**ACTIVITY:** Can you continue the article on exercise and depression, starting right after its final sentence about the researchers' review and meta-analysis?

Start of TEXT SECTION

User practicing mindfulness meditation in lotus pose. Mindful meditating, mental calmness and self-consciousness, focusing and releasing stress concept. Vector isolated illustration.

Reviewer: Dr. Abid

Depression is a very common mental health condition; it is one of the leading causes of health-related disease burden and it is also one of the major causes of disability worldwide. Furthermore, premature mortality or death from other disease conditions is linked to depressive mental state of an individual, and it is also associated with increased risk of suicidal tendencies.

Depression is classified as a mood disorder and manifests as persistent feeling of sadness, loss or anger, disturbed sleep patterns, reduced energy, low self-esteem, body aches, increased pain perception and suicidal thoughts etc. This mental state interferes with a person’s everyday activities and can also affect interpersonal relationships.

In general patients of depression are managed with medicines and counselling but scientific evidence suggests that physical activity or exercise is one of the effective behavioural interventions that can help manage depression.

How exercise helps in managing symptoms of depression?

Though the precise mechanism for antidepressant effects of exercise are still unclear but scientific data consistently points to a relationship between exercise and depression.

Health expert hypothesize and suggest several physiological and psychological mechanisms that explain the positive impacts of exercise in reducing symptoms of depression. Some of these mechanisms may include:

  • Exercise causes release of feel good chemicals called ‘endorphins’ and several other chemicals in the brain which can help ease the symptoms of depression by restoring the sense of well-being in an individual and also by improving brain functions.
  • Rise in the core body temperature following exercise can also be responsible for reducing symptoms of depression by causing an overall feeling of relaxation and reduction in muscular tension.
  • Physical activity causes distraction from worries and negative thoughts and thus can help coping with symptoms of depression.
  • Exercise improves one’s feeling of self efficacy which is described as the belief that one possesses the necessary skills to complete a task; thus this belief helps in coping with depression.

A systemic review and Meta-analysis to assess the association between physical activity and risk of depression

A team of researchers have conducted a systemic-review and meta-analysis to assess the dose-response association between physical activity and risk of depression.

End of TEXT SECTION
Start of SOURCE DATA

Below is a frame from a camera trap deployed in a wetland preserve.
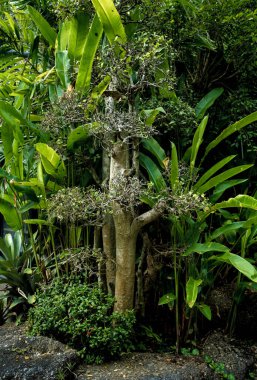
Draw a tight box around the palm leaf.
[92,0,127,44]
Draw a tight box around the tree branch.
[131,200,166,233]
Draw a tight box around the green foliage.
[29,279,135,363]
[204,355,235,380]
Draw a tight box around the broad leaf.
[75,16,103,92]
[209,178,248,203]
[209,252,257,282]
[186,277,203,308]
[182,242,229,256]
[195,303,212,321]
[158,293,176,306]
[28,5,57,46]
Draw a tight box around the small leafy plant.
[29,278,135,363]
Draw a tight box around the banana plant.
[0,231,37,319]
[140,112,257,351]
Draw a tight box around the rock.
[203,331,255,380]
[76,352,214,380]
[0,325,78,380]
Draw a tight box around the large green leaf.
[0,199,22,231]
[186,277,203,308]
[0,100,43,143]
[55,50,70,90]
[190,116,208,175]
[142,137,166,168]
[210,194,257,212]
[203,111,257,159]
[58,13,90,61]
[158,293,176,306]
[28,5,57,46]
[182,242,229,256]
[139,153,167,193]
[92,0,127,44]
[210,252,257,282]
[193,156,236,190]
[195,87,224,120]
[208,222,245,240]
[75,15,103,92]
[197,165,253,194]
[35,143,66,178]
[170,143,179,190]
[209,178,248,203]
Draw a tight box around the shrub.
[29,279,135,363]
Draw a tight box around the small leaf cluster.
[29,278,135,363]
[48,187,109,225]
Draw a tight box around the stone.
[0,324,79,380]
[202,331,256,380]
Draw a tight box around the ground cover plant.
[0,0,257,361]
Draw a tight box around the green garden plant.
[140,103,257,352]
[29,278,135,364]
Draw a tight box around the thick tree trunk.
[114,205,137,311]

End of SOURCE DATA

**EXERCISE ANSWER:**
A dose-response relationship means that increasing level of exposure i.e. exercise in this case, is associated with either an increasing or a decreasing risk of outcome which is depression.

A systematic review is a complex piece of research that aims to identify, select and compile all research published on a particular question or topic, for the topic of concern was is there a relationship between exercise and depression?

Meta-analysis is the use of statistical methods to summarize the results of multiple studies on a topic of interest.

The analysis included a total of 15 studies from data sources of Pub Med, SCOPUS, Web of Science, PsycINFO; and the reference lists of systemic reviews retrieved by a systematic search up to December 11, 2020, with no language limits. The date of the search was November 12, 2020.

Results and conclusions of the studies

It was observed through a number of studies that relatively small doses of physical activity were associated with substantially lower risks of depression; adults meeting physical activity recommendations (equivalent to 2.5 h/wk of brisk walking) had lower risk of depression, compared with adults reporting no physical activity. The systemic review and meta-analysis of associations between physical activity and depression suggests significant mental health benefits from being physically active, even at levels below the public health recommendations. Furthermore, the researchers recommend that health practitioners should therefore encourage any increase in physical activity to improve mental health.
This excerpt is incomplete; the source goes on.